EXERCISES:
1. Translate this sentence from the Tesla Model 3 review into Spanish: "The cheapest is the Standard Range Plus, which will make the most sense for the majority of buyers."
2. Carry on writing the Tesla Model 3 review, picking up after its final sentence.

Review: Tesla Model 3 (2019)


Spacious, minimalist interior. Relatively affordable. Range of up to 348 miles. Fun to drive.

Build quality lacking compared to mainstream rivals.

Tesla Model 3 (2019): At A Glance

Tesla describes its Model 3 as “the world’s first mass-market electric vehicle”. While Nissan will have something to say about that - the Leaf’s been on sale since 2011 - you don’t have to be an eager early-adopter to consider the Model 3. It’s a genuinely usable electric car with a relatively affordable price tag, generous range and minimalist cabin.

The Model 3 is available in three guises: the Standard Range Plus, the Long Range model and the range-topping Performance. The cheapest is the Standard Range Plus, which will make the most sense for the majority of buyers. It makes do with a single electric motor powering the wheels, providing impressive acceleration (0-60mph in 5.3 seconds) and an official WLTP range of 254 miles between charges.

SUPPLIED DATA:
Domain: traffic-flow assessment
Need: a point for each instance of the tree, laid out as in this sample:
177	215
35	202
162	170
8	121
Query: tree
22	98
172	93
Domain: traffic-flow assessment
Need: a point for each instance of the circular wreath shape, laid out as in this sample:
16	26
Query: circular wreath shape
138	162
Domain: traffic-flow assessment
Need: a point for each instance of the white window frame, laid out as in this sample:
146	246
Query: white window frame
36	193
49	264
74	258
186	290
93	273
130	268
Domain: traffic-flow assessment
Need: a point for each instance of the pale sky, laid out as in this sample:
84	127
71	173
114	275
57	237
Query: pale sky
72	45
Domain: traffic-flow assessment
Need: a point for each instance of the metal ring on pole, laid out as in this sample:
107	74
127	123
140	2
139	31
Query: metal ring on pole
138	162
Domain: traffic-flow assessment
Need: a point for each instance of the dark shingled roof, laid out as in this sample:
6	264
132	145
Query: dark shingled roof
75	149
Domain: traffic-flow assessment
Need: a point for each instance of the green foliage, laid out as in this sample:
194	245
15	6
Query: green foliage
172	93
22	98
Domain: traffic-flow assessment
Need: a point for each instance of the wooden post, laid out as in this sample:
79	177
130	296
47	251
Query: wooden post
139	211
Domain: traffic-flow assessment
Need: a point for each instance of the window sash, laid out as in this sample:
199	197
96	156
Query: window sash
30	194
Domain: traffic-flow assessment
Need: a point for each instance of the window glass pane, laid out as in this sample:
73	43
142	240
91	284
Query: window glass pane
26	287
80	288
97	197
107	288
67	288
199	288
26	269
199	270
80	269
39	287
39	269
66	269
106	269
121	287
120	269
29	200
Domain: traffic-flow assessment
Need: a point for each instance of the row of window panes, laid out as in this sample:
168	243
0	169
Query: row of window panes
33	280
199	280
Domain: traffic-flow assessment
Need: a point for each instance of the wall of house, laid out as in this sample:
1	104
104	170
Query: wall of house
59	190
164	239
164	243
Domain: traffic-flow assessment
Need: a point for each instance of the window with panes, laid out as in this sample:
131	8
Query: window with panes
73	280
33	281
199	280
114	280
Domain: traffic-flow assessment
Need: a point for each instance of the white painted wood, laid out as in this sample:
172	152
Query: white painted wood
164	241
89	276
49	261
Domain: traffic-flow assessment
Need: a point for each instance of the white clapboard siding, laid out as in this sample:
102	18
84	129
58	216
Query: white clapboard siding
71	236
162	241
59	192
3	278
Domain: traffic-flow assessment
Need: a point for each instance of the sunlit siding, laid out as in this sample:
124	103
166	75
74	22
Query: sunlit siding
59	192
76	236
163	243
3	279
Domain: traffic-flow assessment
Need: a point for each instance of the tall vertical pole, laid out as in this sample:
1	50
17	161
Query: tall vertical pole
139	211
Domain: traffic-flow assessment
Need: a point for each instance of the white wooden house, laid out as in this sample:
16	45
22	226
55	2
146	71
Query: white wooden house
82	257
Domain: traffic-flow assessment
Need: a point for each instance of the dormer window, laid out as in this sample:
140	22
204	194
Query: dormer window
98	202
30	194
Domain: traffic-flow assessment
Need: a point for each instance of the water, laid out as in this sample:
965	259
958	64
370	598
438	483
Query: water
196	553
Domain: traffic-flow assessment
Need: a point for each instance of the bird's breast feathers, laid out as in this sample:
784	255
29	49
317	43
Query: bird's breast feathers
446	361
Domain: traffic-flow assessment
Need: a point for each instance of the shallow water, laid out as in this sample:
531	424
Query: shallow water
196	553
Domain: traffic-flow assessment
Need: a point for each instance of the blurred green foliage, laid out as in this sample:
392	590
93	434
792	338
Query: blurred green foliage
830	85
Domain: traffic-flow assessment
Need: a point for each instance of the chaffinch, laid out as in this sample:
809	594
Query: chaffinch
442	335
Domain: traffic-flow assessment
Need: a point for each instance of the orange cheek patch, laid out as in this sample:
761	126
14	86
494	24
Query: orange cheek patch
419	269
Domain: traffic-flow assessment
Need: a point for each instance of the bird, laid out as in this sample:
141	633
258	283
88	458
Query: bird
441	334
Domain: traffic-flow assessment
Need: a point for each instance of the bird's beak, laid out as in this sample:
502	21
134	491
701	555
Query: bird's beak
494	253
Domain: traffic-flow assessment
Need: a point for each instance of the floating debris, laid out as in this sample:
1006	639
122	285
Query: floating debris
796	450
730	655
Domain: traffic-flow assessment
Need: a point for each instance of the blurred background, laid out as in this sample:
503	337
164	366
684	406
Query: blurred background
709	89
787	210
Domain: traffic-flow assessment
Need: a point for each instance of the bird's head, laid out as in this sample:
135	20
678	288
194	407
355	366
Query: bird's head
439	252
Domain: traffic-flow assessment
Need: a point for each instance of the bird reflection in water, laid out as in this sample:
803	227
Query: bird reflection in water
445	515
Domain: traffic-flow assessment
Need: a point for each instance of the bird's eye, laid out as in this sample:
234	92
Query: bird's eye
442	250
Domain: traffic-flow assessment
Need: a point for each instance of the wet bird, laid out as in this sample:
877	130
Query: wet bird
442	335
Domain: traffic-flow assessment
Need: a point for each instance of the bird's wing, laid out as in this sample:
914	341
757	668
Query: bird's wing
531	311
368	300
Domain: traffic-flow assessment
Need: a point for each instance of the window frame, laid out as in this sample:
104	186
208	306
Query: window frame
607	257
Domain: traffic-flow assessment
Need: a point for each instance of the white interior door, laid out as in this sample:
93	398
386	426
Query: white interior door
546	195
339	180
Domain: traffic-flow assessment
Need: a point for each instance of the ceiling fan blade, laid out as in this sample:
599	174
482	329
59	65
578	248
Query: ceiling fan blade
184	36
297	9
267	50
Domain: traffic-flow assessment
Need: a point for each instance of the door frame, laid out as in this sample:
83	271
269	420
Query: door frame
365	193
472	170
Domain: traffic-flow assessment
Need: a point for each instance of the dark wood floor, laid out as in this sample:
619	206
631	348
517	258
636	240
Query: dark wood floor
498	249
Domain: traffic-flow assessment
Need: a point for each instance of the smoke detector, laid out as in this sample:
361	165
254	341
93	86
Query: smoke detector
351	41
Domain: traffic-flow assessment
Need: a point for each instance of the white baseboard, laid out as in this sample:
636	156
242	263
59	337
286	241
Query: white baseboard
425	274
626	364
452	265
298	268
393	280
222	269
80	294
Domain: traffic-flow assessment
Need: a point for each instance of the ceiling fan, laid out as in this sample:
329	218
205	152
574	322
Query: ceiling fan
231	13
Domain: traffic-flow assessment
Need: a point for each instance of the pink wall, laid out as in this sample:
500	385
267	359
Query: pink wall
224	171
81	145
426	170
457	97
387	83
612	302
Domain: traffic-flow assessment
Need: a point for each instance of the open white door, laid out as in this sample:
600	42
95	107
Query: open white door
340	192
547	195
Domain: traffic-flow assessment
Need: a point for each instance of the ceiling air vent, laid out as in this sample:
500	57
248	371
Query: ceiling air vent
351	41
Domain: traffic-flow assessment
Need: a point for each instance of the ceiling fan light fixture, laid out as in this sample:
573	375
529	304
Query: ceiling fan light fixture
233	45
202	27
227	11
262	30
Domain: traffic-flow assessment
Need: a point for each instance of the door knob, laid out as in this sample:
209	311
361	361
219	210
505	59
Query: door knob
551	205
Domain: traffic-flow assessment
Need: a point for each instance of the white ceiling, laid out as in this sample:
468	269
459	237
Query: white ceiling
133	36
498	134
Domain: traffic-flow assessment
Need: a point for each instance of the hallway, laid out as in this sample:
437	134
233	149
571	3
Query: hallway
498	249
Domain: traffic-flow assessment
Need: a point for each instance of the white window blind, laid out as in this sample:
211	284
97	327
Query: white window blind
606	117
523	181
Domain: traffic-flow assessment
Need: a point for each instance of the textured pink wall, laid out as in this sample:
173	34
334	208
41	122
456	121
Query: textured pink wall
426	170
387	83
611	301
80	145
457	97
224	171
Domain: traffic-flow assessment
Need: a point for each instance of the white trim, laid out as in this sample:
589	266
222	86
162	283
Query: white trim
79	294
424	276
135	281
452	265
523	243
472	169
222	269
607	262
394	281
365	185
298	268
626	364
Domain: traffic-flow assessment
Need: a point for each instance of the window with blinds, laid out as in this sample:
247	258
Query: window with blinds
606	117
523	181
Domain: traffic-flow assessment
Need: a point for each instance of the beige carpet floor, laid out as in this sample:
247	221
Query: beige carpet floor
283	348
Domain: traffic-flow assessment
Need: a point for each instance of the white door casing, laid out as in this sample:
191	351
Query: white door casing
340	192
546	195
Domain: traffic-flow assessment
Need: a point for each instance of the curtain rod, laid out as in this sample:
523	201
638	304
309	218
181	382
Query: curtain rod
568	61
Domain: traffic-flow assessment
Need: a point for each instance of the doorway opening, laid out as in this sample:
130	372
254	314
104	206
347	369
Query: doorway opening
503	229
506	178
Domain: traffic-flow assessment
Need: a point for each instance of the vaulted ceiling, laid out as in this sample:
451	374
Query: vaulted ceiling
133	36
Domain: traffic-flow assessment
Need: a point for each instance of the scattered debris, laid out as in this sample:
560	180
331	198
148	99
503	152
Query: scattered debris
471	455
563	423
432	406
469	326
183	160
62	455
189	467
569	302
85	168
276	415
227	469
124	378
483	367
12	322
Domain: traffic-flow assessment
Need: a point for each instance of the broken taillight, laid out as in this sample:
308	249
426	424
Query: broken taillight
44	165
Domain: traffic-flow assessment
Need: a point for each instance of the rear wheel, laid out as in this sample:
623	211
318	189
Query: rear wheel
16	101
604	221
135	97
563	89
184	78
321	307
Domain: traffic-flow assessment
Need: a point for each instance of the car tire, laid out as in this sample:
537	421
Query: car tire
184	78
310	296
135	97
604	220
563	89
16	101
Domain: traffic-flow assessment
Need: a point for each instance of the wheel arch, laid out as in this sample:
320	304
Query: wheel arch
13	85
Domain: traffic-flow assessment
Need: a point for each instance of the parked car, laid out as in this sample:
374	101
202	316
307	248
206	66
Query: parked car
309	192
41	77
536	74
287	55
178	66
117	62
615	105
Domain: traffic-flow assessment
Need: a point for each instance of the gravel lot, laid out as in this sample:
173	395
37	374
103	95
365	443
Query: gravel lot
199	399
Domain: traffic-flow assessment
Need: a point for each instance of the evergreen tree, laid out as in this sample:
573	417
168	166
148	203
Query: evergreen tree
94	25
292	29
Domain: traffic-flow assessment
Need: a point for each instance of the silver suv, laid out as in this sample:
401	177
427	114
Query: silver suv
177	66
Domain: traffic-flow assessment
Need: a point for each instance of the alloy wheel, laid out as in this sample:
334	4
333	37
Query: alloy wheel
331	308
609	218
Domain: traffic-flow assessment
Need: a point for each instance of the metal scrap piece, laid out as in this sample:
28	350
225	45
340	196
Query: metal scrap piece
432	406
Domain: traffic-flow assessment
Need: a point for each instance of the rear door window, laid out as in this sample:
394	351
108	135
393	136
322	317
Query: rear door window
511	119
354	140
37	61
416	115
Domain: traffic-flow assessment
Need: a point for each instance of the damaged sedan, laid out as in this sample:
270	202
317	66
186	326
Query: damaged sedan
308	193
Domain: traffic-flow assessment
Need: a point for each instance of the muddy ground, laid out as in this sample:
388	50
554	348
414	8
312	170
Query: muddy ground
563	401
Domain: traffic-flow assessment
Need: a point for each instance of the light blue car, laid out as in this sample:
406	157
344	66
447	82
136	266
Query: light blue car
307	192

TASK-BY-TASK RESULTS:
1. El más barato es el Standard Range Plus, que será la opción más sensata para la mayoría de los compradores.

2.
While the Standard Range Plus is powered by an electric motor powering the rear axle, the Long Range and Performance versions have an extra electric motor driving the front wheels, making them both all-wheel drive. As their names suggest, the Long Range focuses on range, capable of covering 348 miles between charges (and accelerating to 60mph in 4.4 seconds), while the Performance is all about chasing supercars. This will reach 0-62mph in 3.2 seconds and cover 329 miles between charges.

Driving the Model 3 takes a little acclimatisation compared to other cars. Pretty much everything is operated through the large, tablet-like infotainment display that's situated at the centre of the dashboard. This seems excessive at first, but the truth is that the majority of features you’ll access when parked up, at which points it’s simple and intuitive to use. Once on the move, anything you do need is easy to access and no more confusing than infotainment systems used in rival vehicles.

There are a few quirks - the flashing indicator lights on the central screen, for example, and the lack of conventional dials above the steering wheel (again, information such as your current speed are shown on the infotainment display).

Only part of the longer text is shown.